▶ **Task goal**: Output the data as it stands. Each line must match exactly.

▶ **Input data**:
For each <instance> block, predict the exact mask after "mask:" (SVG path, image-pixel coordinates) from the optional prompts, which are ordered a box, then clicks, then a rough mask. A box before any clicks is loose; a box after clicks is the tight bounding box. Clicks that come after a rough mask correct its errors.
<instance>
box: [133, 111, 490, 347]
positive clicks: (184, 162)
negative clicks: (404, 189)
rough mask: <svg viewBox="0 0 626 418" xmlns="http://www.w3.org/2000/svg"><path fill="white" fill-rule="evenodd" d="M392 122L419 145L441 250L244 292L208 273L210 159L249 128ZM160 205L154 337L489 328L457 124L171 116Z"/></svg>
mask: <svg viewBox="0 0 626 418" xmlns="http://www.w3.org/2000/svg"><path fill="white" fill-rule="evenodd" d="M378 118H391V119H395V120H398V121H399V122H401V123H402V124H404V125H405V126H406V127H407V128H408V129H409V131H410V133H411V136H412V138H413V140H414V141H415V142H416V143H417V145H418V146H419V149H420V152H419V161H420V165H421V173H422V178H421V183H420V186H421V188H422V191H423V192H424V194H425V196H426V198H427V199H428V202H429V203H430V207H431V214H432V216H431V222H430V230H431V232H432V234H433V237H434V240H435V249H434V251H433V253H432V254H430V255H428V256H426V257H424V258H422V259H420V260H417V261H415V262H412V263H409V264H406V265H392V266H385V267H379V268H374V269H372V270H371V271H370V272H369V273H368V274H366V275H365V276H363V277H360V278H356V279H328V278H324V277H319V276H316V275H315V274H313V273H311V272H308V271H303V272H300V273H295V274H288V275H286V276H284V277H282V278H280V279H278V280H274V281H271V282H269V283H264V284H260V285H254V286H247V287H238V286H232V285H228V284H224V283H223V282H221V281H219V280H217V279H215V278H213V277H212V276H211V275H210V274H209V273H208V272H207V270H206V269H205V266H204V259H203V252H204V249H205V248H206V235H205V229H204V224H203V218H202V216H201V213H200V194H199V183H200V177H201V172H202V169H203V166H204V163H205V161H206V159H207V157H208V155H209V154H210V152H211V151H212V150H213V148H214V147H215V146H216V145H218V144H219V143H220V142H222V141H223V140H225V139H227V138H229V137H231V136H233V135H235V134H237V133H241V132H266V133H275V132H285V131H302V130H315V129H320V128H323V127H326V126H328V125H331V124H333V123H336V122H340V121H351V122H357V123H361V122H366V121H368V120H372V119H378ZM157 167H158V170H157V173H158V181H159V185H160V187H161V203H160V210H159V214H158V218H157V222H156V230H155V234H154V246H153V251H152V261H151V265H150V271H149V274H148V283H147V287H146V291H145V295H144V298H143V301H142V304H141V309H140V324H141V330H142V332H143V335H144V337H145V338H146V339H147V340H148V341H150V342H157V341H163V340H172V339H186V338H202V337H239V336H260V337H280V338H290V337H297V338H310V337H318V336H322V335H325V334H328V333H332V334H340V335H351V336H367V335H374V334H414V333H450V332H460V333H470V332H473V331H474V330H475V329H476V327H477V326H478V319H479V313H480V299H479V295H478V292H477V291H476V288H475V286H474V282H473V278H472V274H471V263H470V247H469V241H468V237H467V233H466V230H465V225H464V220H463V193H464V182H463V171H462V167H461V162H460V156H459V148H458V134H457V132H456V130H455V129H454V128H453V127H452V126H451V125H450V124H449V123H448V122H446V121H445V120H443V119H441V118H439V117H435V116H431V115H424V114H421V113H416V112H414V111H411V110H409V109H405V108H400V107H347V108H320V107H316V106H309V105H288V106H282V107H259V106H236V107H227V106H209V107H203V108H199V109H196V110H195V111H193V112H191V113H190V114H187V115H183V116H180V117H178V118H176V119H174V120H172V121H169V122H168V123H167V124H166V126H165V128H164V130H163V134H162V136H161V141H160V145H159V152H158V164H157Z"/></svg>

▶ **Response to this exercise**:
For each <instance> block, predict the exact mask after "mask:" (SVG path, image-pixel coordinates) from the optional prompts, which are ordered a box, then clicks, then a rough mask. A box before any clicks is loose; a box after clicks is the tight bounding box. Clicks that come after a rough mask correct its errors.
<instance>
box: [133, 111, 490, 347]
positive clicks: (184, 162)
negative clicks: (404, 189)
rough mask: <svg viewBox="0 0 626 418" xmlns="http://www.w3.org/2000/svg"><path fill="white" fill-rule="evenodd" d="M392 122L419 145L441 250L244 292L208 273L210 159L249 128ZM160 205L154 337L489 328L457 124L171 116Z"/></svg>
mask: <svg viewBox="0 0 626 418" xmlns="http://www.w3.org/2000/svg"><path fill="white" fill-rule="evenodd" d="M378 118H391V119H395V120H398V121H399V122H401V123H402V124H404V125H405V126H406V127H407V128H408V129H409V131H410V133H411V136H412V138H413V140H414V141H415V142H416V143H417V145H418V146H419V149H420V152H419V161H420V165H421V173H422V178H421V183H420V186H421V188H422V191H423V192H424V194H425V196H426V198H427V199H428V202H429V203H430V207H431V214H432V216H431V222H430V230H431V232H432V234H433V237H434V240H435V249H434V251H433V253H432V254H430V255H428V256H426V257H424V258H422V259H420V260H417V261H415V262H412V263H409V264H406V265H392V266H385V267H379V268H374V269H372V270H371V271H370V272H369V273H368V274H366V275H365V276H363V277H360V278H356V279H328V278H324V277H319V276H316V275H315V274H313V273H311V272H308V271H303V272H300V273H295V274H288V275H286V276H284V277H282V278H280V279H278V280H274V281H271V282H269V283H264V284H260V285H254V286H247V287H238V286H232V285H228V284H224V283H223V282H221V281H219V280H217V279H215V278H213V277H212V276H211V275H210V274H209V273H208V272H207V270H206V269H205V266H204V259H203V252H204V249H205V248H206V235H205V229H204V224H203V218H202V216H201V213H200V194H199V183H200V177H201V172H202V169H203V166H204V163H205V161H206V159H207V157H208V155H209V154H210V152H211V151H212V150H213V148H214V147H215V146H216V145H218V144H219V143H220V142H222V141H223V140H225V139H227V138H229V137H231V136H233V135H235V134H237V133H241V132H266V133H275V132H285V131H302V130H315V129H320V128H323V127H326V126H328V125H331V124H333V123H336V122H340V121H351V122H357V123H361V122H366V121H368V120H372V119H378ZM157 167H158V170H157V173H158V181H159V185H160V187H161V203H160V210H159V214H158V218H157V222H156V230H155V234H154V246H153V251H152V261H151V265H150V271H149V274H148V283H147V287H146V291H145V295H144V298H143V301H142V304H141V309H140V324H141V330H142V332H143V335H144V337H145V338H146V339H147V340H148V341H150V342H157V341H163V340H172V339H186V338H202V337H239V336H260V337H280V338H290V337H297V338H310V337H318V336H322V335H325V334H328V333H332V334H340V335H351V336H367V335H374V334H414V333H450V332H460V333H470V332H473V331H474V330H475V329H476V327H477V326H478V319H479V313H480V299H479V295H478V292H477V291H476V288H475V286H474V282H473V278H472V274H471V263H470V247H469V241H468V237H467V233H466V230H465V225H464V220H463V193H464V182H463V171H462V167H461V162H460V156H459V148H458V134H457V132H456V130H455V129H454V128H453V127H452V126H451V125H450V124H449V123H448V122H446V121H445V120H443V119H441V118H439V117H435V116H431V115H424V114H421V113H416V112H414V111H411V110H409V109H405V108H400V107H347V108H320V107H316V106H309V105H288V106H282V107H259V106H236V107H227V106H209V107H203V108H199V109H196V110H195V111H193V112H191V113H190V114H187V115H183V116H180V117H178V118H176V119H174V120H172V121H169V122H168V123H167V124H166V126H165V128H164V130H163V134H162V136H161V141H160V145H159V152H158V164H157Z"/></svg>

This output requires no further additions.